The Motion of the Blood Through the Heart
The function of the heart can be described as a simple pump that forces blood forward by squeezing, in exactly the way that a bulb syringe forces out fluid when it's compressed.
The alert reader will at once ask, “If the blood doesn't flow from one side of the heart to the other through the septum, how does it ever move forward?” The answer to that question eluded philosophers and scientists until the English medical doctor William Harvey, in the early seventeenth century, discovered the simple circuit that is the basis of all modern cardiology.
The blood moves from the right heart to the left heart by way of the lungs. In other words, the right heart pulls the blood out of the veins and pumps it into the lungs. The left heart pulls the blood out of the lungs and pumps it on to the body.
(The outraged squalling of Harvey's contemporaries and the hoots of disbelief that greeted this profound truth are amusing to contemplate; they are also a little frightening.) Thus the heart and lungs together form a machine that takes oxygen out of the air, dissolves it in the blood, and pumps it to the tissues of the body.

Back to Structure: How Are the Heart and Lungs Connected?

| Entries taken from a collection |
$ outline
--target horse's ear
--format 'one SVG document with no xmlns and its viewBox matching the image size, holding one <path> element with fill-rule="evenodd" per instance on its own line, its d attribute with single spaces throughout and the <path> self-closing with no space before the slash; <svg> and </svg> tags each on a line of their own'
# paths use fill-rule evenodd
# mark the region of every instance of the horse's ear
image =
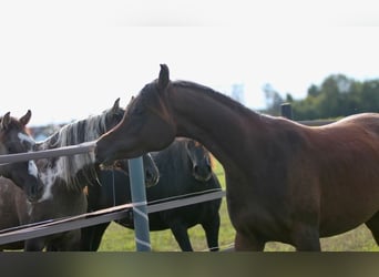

| WORK ORDER 1 |
List the three things the heart and lungs do together as a machine, according to the passage on blood flow through the heart.
| WORK ORDER 2 |
Using the passage on blood flow through the heart, mark each statement yes or no and quote the words that decide it: (a) William Harvey was an English medical doctor. (b) Blood passes from the right heart to the left heart through the septum. (c) The left heart pulls the blood out of the veins.

| TASK OUTPUT 1 |
1. Take oxygen out of the air.
2. Dissolve it in the blood.
3. Pump it to the tissues of the body.

| TASK OUTPUT 2 |
(a) Yes: "the English medical doctor William Harvey"
(b) No: "The blood moves from the right heart to the left heart by way of the lungs."
(c) No: "the right heart pulls the blood out of the veins"